■ What the exercise asks ■
Your job is to transcribe the material exactly. Keep every line.

■ Supplied entries ■
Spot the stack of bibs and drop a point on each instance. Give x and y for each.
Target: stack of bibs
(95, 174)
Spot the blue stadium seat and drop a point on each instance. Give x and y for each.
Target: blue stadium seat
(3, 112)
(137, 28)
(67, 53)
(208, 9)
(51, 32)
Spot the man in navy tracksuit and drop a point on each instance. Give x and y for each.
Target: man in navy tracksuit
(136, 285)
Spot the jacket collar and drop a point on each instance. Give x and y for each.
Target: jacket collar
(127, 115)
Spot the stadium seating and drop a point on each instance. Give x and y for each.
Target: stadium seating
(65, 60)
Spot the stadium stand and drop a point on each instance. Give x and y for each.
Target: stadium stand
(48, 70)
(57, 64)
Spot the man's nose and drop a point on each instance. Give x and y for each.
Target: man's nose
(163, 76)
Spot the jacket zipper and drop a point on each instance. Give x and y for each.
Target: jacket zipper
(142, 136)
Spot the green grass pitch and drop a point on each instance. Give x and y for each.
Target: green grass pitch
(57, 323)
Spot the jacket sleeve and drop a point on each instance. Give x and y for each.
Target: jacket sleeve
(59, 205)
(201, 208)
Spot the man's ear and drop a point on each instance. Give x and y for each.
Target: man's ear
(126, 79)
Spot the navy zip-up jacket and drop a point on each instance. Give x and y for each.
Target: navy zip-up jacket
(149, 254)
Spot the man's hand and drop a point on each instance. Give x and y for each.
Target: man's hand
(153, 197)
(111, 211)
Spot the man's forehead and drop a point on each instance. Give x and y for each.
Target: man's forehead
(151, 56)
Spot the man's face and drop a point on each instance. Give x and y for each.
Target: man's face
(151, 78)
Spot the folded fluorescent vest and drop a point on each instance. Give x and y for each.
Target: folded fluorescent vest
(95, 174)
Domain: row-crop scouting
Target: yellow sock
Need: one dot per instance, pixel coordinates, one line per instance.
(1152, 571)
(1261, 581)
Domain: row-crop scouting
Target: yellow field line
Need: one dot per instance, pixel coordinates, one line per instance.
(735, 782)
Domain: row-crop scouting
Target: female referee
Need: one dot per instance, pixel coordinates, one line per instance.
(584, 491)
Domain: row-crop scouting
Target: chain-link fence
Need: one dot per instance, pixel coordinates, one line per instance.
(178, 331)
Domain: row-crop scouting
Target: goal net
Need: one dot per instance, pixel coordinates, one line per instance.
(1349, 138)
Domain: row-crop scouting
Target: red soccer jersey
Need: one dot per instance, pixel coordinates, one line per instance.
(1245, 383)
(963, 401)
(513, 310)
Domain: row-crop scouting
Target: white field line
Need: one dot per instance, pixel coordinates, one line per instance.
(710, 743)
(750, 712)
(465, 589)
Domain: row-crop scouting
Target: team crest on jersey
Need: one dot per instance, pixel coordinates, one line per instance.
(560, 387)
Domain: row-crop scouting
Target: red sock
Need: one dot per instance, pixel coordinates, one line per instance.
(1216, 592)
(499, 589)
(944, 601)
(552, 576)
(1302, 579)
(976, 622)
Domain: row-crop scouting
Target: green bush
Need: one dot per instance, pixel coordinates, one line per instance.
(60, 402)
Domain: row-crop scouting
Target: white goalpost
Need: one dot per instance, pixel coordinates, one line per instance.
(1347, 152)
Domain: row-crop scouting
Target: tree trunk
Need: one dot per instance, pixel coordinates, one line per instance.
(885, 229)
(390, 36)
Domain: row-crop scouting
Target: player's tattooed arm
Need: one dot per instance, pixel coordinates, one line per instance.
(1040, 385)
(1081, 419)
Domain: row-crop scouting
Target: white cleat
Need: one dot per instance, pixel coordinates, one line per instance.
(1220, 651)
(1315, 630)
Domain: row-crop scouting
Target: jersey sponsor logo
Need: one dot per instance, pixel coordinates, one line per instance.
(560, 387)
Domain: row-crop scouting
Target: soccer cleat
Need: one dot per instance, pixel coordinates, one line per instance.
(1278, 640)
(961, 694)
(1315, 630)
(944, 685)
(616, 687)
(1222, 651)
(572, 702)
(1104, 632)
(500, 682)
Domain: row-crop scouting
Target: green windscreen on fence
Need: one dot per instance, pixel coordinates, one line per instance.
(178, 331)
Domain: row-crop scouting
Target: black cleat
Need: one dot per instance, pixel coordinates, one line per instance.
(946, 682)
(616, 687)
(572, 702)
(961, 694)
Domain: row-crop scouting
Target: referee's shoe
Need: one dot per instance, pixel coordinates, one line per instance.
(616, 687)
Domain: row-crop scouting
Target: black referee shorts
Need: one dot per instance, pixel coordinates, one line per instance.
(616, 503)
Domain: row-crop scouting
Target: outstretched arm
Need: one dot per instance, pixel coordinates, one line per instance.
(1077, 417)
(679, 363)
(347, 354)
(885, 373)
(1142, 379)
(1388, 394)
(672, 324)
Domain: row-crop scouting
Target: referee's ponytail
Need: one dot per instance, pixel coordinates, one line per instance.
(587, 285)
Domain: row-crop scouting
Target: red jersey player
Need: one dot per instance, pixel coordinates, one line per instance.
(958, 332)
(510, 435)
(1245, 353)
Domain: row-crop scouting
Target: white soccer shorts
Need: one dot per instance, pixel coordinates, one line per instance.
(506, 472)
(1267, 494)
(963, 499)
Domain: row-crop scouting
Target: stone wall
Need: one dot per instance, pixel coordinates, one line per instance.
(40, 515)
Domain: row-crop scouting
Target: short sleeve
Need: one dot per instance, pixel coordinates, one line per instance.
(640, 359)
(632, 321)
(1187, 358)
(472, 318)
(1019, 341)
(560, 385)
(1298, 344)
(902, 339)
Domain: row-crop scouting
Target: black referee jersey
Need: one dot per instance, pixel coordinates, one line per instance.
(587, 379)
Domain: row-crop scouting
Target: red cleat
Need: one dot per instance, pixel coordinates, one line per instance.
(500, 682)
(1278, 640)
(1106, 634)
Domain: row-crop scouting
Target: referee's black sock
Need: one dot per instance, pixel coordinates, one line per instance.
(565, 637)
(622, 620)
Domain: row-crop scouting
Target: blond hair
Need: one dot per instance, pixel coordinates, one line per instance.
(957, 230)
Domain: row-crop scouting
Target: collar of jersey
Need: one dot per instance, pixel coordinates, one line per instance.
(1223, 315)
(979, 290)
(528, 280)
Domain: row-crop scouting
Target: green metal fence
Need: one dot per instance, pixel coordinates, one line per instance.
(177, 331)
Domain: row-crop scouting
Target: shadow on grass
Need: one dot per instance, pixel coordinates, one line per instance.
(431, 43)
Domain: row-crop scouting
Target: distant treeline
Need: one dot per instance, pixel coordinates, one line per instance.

■ Response below ■
Spot the stack of bibs and drop a point on each instance. Give x and y for each.
Target: stack of bibs
(95, 174)
Spot the blue stadium seat and drop a point on each instance. Give x and y for each.
Target: blue stadium seat
(3, 112)
(137, 28)
(67, 53)
(208, 9)
(51, 32)
Spot the man in navy tracksuit and drop a point on each instance. Give x and y for each.
Target: man in navy tracksuit
(136, 285)
Spot the jacket collar and drop a point on each instance. Give x and y for each.
Target: jacket collar
(127, 115)
Spot the stadium seating and drop a point on each instance. Give x and y for each.
Target: stadium seating
(65, 60)
Spot the stadium stand and drop a point on each instance. Give x and y for each.
Target: stadium stand
(48, 70)
(57, 64)
Spot the man's nose and drop a point on each instance. Give x and y for each.
Target: man's nose
(163, 76)
Spot the jacket zipper and drop a point on each instance. Give x and y for each.
Target: jacket zipper
(142, 136)
Spot the green grass pitch and drop a point on each instance. Give x and y for each.
Target: green grass pitch
(57, 323)
Spot the jacket sleeve and drop a point on each instance. Give x and y for each.
Target: jacket sleeve
(59, 205)
(201, 208)
Spot the man's ear and drop a point on each instance. Give x and y for each.
Target: man's ear
(126, 79)
Spot the navy zip-up jacket and drop a point on each instance. Give x and y for each.
Target: navy zip-up jacket
(149, 254)
Spot the man's hand and drop a point on each instance. Give x and y for each.
Target: man's hand
(153, 197)
(111, 211)
Spot the man's forehead and drop a point on each instance. Give x and y for each.
Target: man's forehead
(151, 56)
Spot the man's face and drop a point on each instance. Give x and y for each.
Target: man's face
(151, 78)
Spot the folded fluorescent vest and drop a point on each instance. Give x and y for each.
Target: folded fluorescent vest
(95, 174)
Domain: row-crop scouting
Target: yellow sock
Need: one dot per instance, pixel coordinates, one line per instance.
(1152, 571)
(1261, 581)
Domain: row-crop scouting
Target: yellow field line
Need: one dot per instance, pixel coordinates, one line per instance.
(735, 782)
Domain: row-crop scouting
Target: female referee
Need: one dot per instance, pixel coordinates, one line per instance.
(584, 491)
Domain: row-crop scouting
Target: chain-link fence
Need: one dot per instance, pixel coordinates, one line per instance.
(178, 331)
Domain: row-crop scouting
Target: goal net
Need: one dot per instance, pixel coordinates, one line per instance.
(1349, 138)
Domain: row-crop scouting
Target: red soccer jersey
Need: one dot per instance, pixel coordinates, one line per instance.
(1245, 383)
(963, 401)
(513, 310)
Domain: row-crop scouting
Target: white field line
Need: one dot per instance, pixel coordinates, one line per instance.
(710, 743)
(750, 712)
(465, 589)
Domain: row-crop scouting
Target: team crest on jersey
Need: one dot per instance, pixel coordinates, one line per instance.
(560, 387)
Domain: row-crop scouting
Target: red sock
Need: one dot per instance, pixel coordinates, one line per instance.
(1216, 592)
(499, 589)
(944, 601)
(552, 576)
(1302, 579)
(976, 622)
Domain: row-crop scouting
Target: green bush
Need: one dot per instance, pixel coordinates, one line per instance.
(60, 402)
Domain: row-crop scouting
Target: white goalpost
Need: one dot per instance, pixel coordinates, one line per instance.
(1347, 152)
Domain: row-crop scouting
Target: tree trunk
Need: one dot per instance, pixel coordinates, one line per instance.
(885, 229)
(390, 36)
Domain: row-crop scouting
Target: player's tattooed arm
Need: one dot per instance, pixel coordinates, one line per instance.
(1040, 385)
(1081, 419)
Domain: row-crop scouting
Target: white cleat
Need: one dot per instance, pixel coordinates, one line per instance.
(1220, 651)
(1315, 630)
Domain: row-crop scouting
Target: jersey sponsor logo
Need: one dot per instance, pixel coordinates, one line per instance.
(560, 387)
Domain: row-crop scouting
Target: soccer cleat
Need: one dot per instance, pixel coordinates, one line per instance.
(1278, 640)
(961, 694)
(1315, 630)
(944, 685)
(616, 687)
(1222, 651)
(572, 702)
(1104, 632)
(500, 682)
Domain: row-crop scouting
Target: green windscreen on fence
Need: one dot per instance, pixel coordinates, one line per instance.
(178, 331)
Domain: row-crop scouting
Target: black cleat
Need: one dot per instance, pixel coordinates, one line per instance.
(946, 682)
(616, 687)
(572, 702)
(961, 694)
Domain: row-crop scouting
Target: referee's shoe
Need: one dot per instance, pixel coordinates, one line per instance.
(616, 687)
Domain: row-crop scouting
Target: black referee shorts
Need: one dot per instance, pixel coordinates, one line per instance.
(616, 503)
Domain: row-crop scouting
Target: outstretched arm
Need: one dot per instance, pixel coordinates, one line per instance.
(1077, 417)
(679, 363)
(347, 354)
(885, 373)
(1142, 379)
(1388, 394)
(672, 324)
Domain: row-crop scouting
Target: referee's ponytail
Need: one dot per instance, pixel coordinates, one line per instance.
(587, 285)
Domain: row-crop scouting
Target: red jersey player
Need: one dot per instance, pixel coordinates, one line per instance.
(958, 332)
(510, 435)
(1245, 353)
Domain: row-crop scouting
Target: white soccer shorts
Need: one dot per instance, pixel coordinates, one line per instance.
(506, 472)
(1267, 494)
(963, 499)
Domain: row-crop scouting
Target: stone wall
Need: one dot per instance, pixel coordinates, one line per instance.
(40, 515)
Domain: row-crop scouting
Target: short sleeve
Need: one dot per instance, pixel coordinates, one line per instance.
(640, 359)
(632, 321)
(1187, 358)
(472, 318)
(1019, 341)
(560, 385)
(1298, 344)
(902, 339)
Domain: row-crop scouting
Target: black referee jersey
Need: one dot per instance, pixel coordinates, one line per instance.
(587, 379)
Domain: row-crop scouting
Target: red cleat
Need: one dot per instance, pixel coordinates, one line per instance.
(500, 682)
(1278, 640)
(1106, 634)
Domain: row-crop scouting
Target: referee's black sock
Need: one dot per instance, pixel coordinates, one line per instance.
(565, 637)
(622, 620)
Domain: row-crop scouting
Target: blond hair
Need: one dot per instance, pixel coordinates, one line per instance.
(957, 230)
Domain: row-crop scouting
Target: collar of jersey
Need: one dot per instance, pixel coordinates, one line per instance.
(1223, 315)
(979, 290)
(528, 280)
Domain: row-crop scouting
Target: green metal fence
Need: one dot per instance, pixel coordinates, one line per instance.
(177, 331)
Domain: row-crop scouting
Target: shadow on grass
Need: one dot per instance, pixel coordinates, one line per instance.
(431, 43)
Domain: row-crop scouting
Target: distant treeline
Need: one dot per instance, pixel coordinates, one line per instance.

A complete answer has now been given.